EXERCISE DESCRIPTION >> Can you edit the part that opens with the line containing "Provide, for every" and closes with the line containing "box: [217, 30, 240, 58]", replacing "high-resolution" with "full-resolution" and changing nothing else? Return only those lines.

EXTRACTED INFORMATION >>
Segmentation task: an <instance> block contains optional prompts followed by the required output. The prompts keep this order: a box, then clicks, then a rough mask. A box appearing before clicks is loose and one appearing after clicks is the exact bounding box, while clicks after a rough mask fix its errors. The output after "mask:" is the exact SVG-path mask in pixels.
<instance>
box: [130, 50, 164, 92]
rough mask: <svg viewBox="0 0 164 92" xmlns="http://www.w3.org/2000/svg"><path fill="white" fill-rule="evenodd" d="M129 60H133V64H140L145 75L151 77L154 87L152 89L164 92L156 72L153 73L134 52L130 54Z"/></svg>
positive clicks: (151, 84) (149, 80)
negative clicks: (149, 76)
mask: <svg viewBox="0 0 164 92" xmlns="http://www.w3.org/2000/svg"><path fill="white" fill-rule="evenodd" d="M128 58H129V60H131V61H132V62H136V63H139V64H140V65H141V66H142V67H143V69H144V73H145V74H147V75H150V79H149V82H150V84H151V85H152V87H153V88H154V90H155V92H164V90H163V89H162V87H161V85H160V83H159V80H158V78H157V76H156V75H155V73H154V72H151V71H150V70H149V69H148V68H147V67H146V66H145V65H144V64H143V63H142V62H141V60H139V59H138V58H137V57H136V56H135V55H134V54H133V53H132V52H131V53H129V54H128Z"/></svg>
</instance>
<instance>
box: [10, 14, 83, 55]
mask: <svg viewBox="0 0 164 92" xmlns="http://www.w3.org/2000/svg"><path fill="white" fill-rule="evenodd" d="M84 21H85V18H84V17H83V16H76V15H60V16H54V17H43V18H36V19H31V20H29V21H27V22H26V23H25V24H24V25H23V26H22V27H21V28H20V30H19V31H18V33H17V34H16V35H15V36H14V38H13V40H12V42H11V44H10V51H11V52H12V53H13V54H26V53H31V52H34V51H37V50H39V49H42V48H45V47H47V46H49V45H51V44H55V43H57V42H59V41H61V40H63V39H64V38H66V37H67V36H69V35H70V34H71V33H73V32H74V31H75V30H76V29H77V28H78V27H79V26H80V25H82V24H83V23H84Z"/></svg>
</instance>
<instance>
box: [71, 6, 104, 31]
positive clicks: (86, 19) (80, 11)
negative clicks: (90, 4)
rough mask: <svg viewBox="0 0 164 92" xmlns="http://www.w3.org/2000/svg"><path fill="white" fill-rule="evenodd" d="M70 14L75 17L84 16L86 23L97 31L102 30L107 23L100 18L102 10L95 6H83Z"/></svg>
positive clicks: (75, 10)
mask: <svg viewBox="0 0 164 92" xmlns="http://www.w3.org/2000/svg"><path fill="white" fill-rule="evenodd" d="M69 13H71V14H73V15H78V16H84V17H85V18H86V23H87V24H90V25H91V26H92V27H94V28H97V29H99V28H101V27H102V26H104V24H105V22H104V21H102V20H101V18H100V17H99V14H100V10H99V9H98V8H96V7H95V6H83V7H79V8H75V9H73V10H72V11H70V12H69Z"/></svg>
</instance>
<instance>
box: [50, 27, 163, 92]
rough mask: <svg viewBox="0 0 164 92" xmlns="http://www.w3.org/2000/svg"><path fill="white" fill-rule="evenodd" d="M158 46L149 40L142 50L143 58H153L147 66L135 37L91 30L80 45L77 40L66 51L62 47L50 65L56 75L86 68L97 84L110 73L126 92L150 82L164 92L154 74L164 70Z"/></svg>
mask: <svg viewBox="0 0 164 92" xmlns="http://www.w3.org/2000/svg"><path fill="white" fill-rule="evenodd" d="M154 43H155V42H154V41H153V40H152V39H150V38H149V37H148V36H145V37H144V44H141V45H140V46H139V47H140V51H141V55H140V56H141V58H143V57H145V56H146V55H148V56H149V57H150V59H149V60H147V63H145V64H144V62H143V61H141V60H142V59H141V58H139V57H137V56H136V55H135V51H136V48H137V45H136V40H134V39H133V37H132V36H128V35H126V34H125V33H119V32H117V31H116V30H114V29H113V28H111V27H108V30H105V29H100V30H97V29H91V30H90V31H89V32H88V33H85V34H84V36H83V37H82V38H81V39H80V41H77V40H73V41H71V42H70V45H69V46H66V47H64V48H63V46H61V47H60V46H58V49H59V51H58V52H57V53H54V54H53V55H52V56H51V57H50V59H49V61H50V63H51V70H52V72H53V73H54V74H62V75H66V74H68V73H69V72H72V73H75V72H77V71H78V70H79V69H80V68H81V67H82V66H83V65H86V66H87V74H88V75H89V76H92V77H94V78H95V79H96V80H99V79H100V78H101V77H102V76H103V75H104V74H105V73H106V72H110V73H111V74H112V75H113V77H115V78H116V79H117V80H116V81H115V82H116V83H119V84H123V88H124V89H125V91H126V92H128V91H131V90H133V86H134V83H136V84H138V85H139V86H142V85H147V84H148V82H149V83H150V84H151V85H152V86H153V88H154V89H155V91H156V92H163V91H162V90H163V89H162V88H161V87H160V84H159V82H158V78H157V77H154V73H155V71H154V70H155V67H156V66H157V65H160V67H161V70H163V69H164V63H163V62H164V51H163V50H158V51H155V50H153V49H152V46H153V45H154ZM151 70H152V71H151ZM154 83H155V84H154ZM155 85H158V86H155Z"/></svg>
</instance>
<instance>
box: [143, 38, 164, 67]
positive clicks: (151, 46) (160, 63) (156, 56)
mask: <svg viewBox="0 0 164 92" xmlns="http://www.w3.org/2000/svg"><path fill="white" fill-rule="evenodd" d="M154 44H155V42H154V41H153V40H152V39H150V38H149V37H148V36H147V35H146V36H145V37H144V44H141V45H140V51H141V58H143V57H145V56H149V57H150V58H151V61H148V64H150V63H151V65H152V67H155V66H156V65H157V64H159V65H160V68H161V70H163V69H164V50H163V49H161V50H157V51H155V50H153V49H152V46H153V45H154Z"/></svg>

---

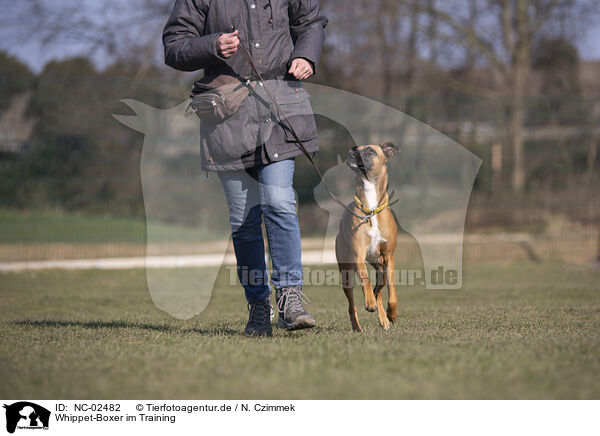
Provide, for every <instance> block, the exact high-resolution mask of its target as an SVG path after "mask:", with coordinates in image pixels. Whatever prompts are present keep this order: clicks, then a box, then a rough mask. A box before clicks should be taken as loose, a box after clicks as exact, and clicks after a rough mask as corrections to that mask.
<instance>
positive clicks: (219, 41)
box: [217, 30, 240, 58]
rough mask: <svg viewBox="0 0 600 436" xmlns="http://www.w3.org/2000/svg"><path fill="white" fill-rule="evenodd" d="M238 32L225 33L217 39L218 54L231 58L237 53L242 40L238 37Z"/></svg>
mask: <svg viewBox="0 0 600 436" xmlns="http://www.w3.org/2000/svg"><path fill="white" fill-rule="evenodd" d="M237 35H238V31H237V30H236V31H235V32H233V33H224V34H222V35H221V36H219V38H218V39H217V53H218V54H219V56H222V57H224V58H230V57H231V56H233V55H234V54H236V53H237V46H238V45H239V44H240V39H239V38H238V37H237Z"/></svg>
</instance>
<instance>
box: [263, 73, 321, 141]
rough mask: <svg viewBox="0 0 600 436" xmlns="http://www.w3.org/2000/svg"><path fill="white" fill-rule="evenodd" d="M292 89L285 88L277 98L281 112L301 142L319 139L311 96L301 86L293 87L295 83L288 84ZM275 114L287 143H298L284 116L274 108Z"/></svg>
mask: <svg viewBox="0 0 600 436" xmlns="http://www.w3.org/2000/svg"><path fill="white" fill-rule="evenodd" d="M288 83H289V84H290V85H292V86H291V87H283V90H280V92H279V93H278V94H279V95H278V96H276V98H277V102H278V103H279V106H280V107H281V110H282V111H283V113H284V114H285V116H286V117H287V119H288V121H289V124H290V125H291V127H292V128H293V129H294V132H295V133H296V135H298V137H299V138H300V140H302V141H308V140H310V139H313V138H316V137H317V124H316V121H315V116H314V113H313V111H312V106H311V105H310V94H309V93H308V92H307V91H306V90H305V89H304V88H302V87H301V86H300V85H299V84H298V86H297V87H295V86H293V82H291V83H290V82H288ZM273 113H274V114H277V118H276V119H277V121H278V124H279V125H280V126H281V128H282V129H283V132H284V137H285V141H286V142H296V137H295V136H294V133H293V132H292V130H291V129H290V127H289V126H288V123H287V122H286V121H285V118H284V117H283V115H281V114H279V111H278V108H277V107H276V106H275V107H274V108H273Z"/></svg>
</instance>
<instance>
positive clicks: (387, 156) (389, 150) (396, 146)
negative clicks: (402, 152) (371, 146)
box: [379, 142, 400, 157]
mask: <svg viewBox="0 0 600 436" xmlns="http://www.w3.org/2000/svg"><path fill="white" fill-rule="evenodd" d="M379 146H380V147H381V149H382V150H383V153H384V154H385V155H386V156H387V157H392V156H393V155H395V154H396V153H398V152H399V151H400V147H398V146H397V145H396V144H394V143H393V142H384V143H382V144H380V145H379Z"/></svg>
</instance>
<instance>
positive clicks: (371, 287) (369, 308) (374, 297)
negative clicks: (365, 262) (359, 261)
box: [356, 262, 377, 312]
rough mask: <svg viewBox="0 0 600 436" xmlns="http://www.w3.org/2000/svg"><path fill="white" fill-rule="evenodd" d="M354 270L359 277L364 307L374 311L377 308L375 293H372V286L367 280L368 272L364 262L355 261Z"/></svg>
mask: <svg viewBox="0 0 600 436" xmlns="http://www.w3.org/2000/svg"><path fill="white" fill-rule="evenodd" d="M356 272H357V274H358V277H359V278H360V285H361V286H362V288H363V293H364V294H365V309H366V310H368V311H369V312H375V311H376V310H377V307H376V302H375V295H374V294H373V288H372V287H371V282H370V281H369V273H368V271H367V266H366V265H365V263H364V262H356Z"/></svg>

YOUR SOLUTION >>
Provide, for every <instance> block, the exact full-resolution mask of its target as an SVG path after "mask:", with coordinates in image pixels. Whatever prompts are present keep this order: clicks, then a box, then a rough mask. A box before clicks should be taken as loose, a box after clicks as exact, and clicks after a rough mask as corrections to that mask.
<instance>
positive clicks: (219, 41)
box: [217, 30, 240, 58]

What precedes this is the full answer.